Repeat the listing below in full and exactly, but without its pictures.

--------

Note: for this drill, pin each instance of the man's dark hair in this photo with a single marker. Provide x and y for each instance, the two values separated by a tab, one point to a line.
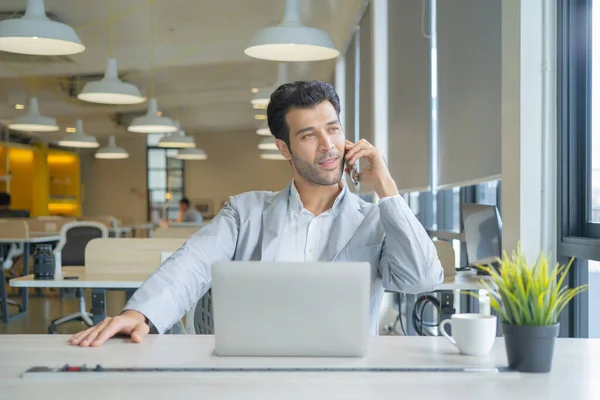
4	199
299	94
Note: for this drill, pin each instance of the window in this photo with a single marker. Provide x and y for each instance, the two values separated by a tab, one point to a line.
578	94
486	193
165	180
594	209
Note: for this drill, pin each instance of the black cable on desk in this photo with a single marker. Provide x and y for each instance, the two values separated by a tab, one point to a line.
417	317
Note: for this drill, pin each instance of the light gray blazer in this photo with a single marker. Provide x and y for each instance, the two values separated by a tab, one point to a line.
387	235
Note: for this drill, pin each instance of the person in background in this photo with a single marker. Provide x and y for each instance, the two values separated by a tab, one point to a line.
187	213
4	201
315	218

--------

[OUTPUT BELOW]
Note: for this drill, pin each instance of the man's dark hair in this photo with a single marker. Provide x and y for each instance, the two values separated by a tab, one point to a line.
4	199
299	94
Note: for this drill, pin each instance of the window in this photo with a single marker. Provide x and y for each instance, the two values separated by a tab, one point to a line.
578	94
486	193
165	180
594	209
Note: for this drill, pin each instance of the black cable on desk in this photo with a single marker. Provide x and y for each instance, the two values separated by a tab, one point to a line.
417	317
Note: for this drill, pin each instance of the light gray blazer in this photo with a single marker. Provide x and y for each instance, the two values separated by a tab, one point to a line.
387	235
Note: for this drill, pin each instance of the person in background in this photo with a single marker. Provide x and y for each instance, the two values separated by a tab, one point to a line.
187	213
4	201
315	218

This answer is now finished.